### Job item
Could you reproduce the records below, substituting "foreground clicks" for every "positive clicks" and changing nothing else? Leave the pictures out.

[Records from a collection]
——
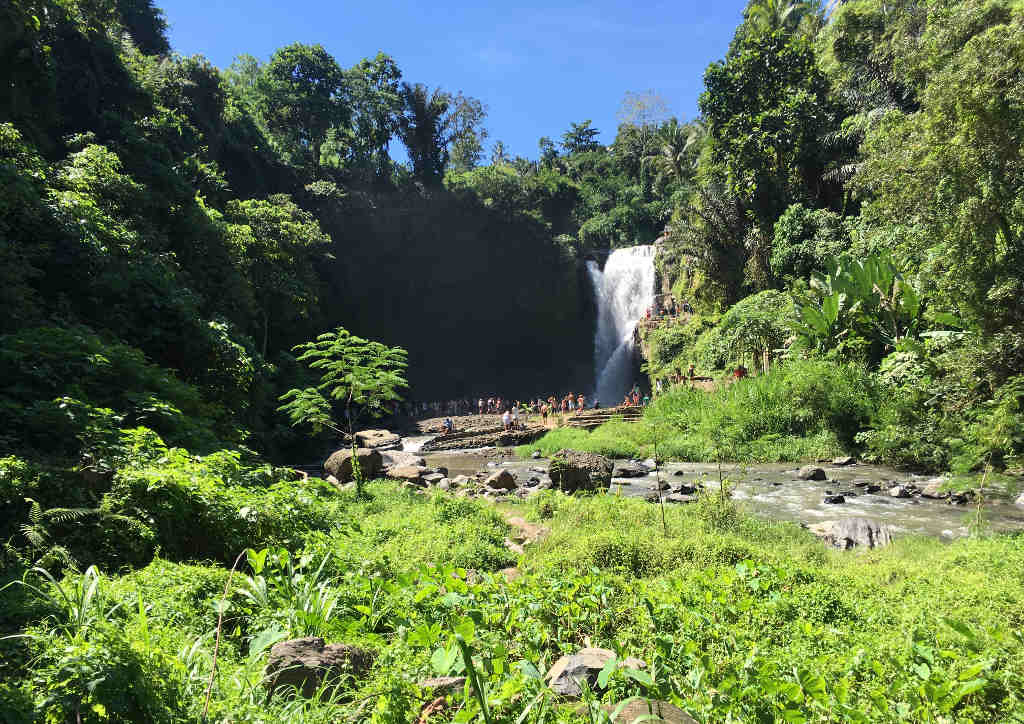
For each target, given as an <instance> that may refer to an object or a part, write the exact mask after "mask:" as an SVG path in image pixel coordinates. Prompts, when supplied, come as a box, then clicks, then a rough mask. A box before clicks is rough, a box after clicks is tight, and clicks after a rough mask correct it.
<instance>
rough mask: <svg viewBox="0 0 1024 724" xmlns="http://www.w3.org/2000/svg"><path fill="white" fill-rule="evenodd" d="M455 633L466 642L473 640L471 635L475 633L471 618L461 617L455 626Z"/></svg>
mask: <svg viewBox="0 0 1024 724" xmlns="http://www.w3.org/2000/svg"><path fill="white" fill-rule="evenodd" d="M455 633H456V634H457V635H459V636H462V637H463V638H464V639H466V643H470V642H471V641H472V640H473V635H474V634H475V633H476V626H475V625H474V624H473V620H472V619H463V620H462V621H460V622H459V623H458V624H456V626H455Z"/></svg>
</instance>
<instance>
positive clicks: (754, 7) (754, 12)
mask: <svg viewBox="0 0 1024 724" xmlns="http://www.w3.org/2000/svg"><path fill="white" fill-rule="evenodd" d="M816 5H817V3H814V2H794V1H793V0H754V1H753V2H751V4H750V5H748V6H746V11H745V13H744V14H745V16H746V23H748V24H749V25H750V26H751V28H753V29H754V30H756V31H757V32H768V33H773V32H775V31H777V30H781V31H786V32H793V31H795V30H796V29H797V28H799V27H800V25H801V24H802V23H803V22H805V20H807V19H808V18H813V17H814V16H815V15H816V14H817V7H816Z"/></svg>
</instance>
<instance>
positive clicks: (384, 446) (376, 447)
mask: <svg viewBox="0 0 1024 724" xmlns="http://www.w3.org/2000/svg"><path fill="white" fill-rule="evenodd" d="M355 443H356V444H357V445H359V446H360V448H373V449H374V450H398V449H400V448H401V437H399V436H398V435H396V434H394V433H393V432H391V431H390V430H361V431H359V432H356V433H355Z"/></svg>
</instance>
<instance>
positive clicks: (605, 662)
mask: <svg viewBox="0 0 1024 724" xmlns="http://www.w3.org/2000/svg"><path fill="white" fill-rule="evenodd" d="M617 665H618V657H617V656H612V657H611V658H609V659H608V661H606V662H605V663H604V666H603V667H601V671H600V673H599V674H598V675H597V685H598V687H599V688H602V689H606V688H608V678H609V677H610V676H611V674H612V672H614V671H615V667H616V666H617Z"/></svg>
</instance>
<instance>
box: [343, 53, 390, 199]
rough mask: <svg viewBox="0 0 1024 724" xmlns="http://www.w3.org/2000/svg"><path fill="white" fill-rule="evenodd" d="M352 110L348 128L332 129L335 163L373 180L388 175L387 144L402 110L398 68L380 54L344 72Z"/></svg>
mask: <svg viewBox="0 0 1024 724" xmlns="http://www.w3.org/2000/svg"><path fill="white" fill-rule="evenodd" d="M345 77H346V87H347V89H348V97H349V102H350V104H351V112H352V124H351V126H350V127H348V126H346V127H344V128H339V129H336V130H335V132H334V134H333V135H334V137H333V139H332V140H333V144H332V145H333V147H332V148H331V150H330V151H329V152H328V153H331V152H334V154H335V155H336V156H337V157H338V164H339V165H341V166H346V167H347V168H349V169H350V170H351V171H352V172H354V173H355V174H356V175H357V176H362V177H369V178H370V179H372V180H375V181H377V182H382V181H384V180H386V179H389V178H390V176H391V157H390V156H389V155H388V144H389V143H390V141H391V138H393V137H394V135H395V133H397V132H398V118H399V116H400V114H401V110H402V97H401V87H400V84H399V81H400V80H401V71H400V70H398V66H397V65H396V63H395V61H394V59H392V58H391V56H389V55H385V54H384V53H378V54H377V56H376V57H374V58H372V59H371V58H364V59H362V60H360V61H359V62H358V63H356V65H355V66H353V67H352V68H351V69H349V70H348V71H346V72H345Z"/></svg>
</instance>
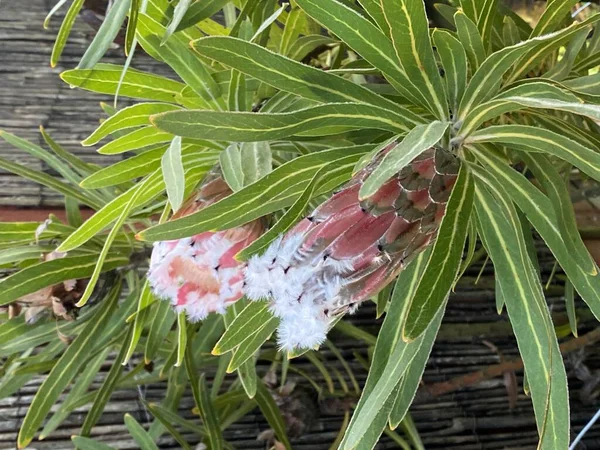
——
### Solution to the exercise
For each target, given as an <instance> that may refer to an object or a part, write the exact mask after "mask:" as an SVG path in image pixel coordinates. Prompts, when supplied, come as a box, then clicks, then a rough mask. A box before clicks is rough, a box after clicks is tight, and clicks after a rough mask correct it.
<instance>
rough mask: <svg viewBox="0 0 1024 724" xmlns="http://www.w3.org/2000/svg"><path fill="white" fill-rule="evenodd" d="M455 633L466 642L473 640L471 635L475 633L471 618L461 617L455 626Z"/></svg>
mask: <svg viewBox="0 0 1024 724" xmlns="http://www.w3.org/2000/svg"><path fill="white" fill-rule="evenodd" d="M455 633H456V634H457V635H459V636H462V637H463V638H464V639H466V643H470V642H471V641H472V640H473V635H474V634H475V633H476V626H475V625H474V624H473V620H472V619H463V620H462V621H460V622H459V623H458V624H456V626H455Z"/></svg>
</instance>
<instance>
foreground clicks: (754, 7) (754, 12)
mask: <svg viewBox="0 0 1024 724" xmlns="http://www.w3.org/2000/svg"><path fill="white" fill-rule="evenodd" d="M816 5H817V3H814V2H794V1H793V0H754V1H753V2H751V4H750V5H748V6H746V11H745V13H744V14H745V16H746V23H748V24H749V25H750V26H751V28H753V29H754V30H756V31H757V32H768V33H773V32H775V31H777V30H781V31H786V32H793V31H795V30H796V29H797V28H799V27H800V25H801V24H802V23H803V22H805V20H807V19H808V18H813V17H814V16H815V15H816V14H817V7H816Z"/></svg>
</instance>
<instance>
foreground clicks: (384, 446) (376, 447)
mask: <svg viewBox="0 0 1024 724" xmlns="http://www.w3.org/2000/svg"><path fill="white" fill-rule="evenodd" d="M355 443H356V444H357V445H359V446H360V448H373V449H374V450H398V449H400V448H401V437H399V436H398V435H396V434H394V433H393V432H391V431H390V430H361V431H359V432H356V433H355Z"/></svg>
</instance>
<instance>
foreground clicks: (605, 662)
mask: <svg viewBox="0 0 1024 724" xmlns="http://www.w3.org/2000/svg"><path fill="white" fill-rule="evenodd" d="M617 665H618V657H617V656H612V657H611V658H609V659H608V661H606V662H605V663H604V666H603V667H601V671H600V673H599V674H598V675H597V685H598V687H599V688H602V689H606V688H608V678H609V677H610V676H611V674H612V672H614V671H615V667H616V666H617Z"/></svg>
</instance>
<instance>
box: [343, 53, 390, 199]
rough mask: <svg viewBox="0 0 1024 724" xmlns="http://www.w3.org/2000/svg"><path fill="white" fill-rule="evenodd" d="M352 110L348 128L332 129L335 163L373 180L388 175L387 144L402 110L398 68L380 54L344 72Z"/></svg>
mask: <svg viewBox="0 0 1024 724" xmlns="http://www.w3.org/2000/svg"><path fill="white" fill-rule="evenodd" d="M345 77H346V87H347V89H348V97H349V102H350V104H351V112H352V124H351V126H350V127H348V126H346V127H344V128H339V129H336V130H335V132H334V134H333V135H334V137H333V139H332V140H333V144H332V145H333V147H332V148H331V150H330V151H329V152H328V153H331V152H334V154H335V155H336V156H337V157H338V164H339V165H341V166H346V167H347V168H349V169H350V170H351V171H352V172H354V173H355V174H356V175H357V176H362V177H369V178H370V179H372V180H375V181H377V182H382V181H384V180H386V179H389V178H390V176H391V157H390V156H389V155H388V144H389V143H390V141H391V138H393V137H394V135H395V133H397V132H398V118H399V116H400V114H401V110H402V97H401V87H400V84H399V81H400V80H401V71H400V70H398V66H397V65H396V63H395V61H394V59H392V58H391V56H389V55H385V54H384V53H378V54H377V56H376V57H374V58H372V59H371V58H364V59H362V60H360V61H359V62H358V63H356V65H355V66H353V67H352V68H351V69H349V70H348V71H346V72H345Z"/></svg>
</instance>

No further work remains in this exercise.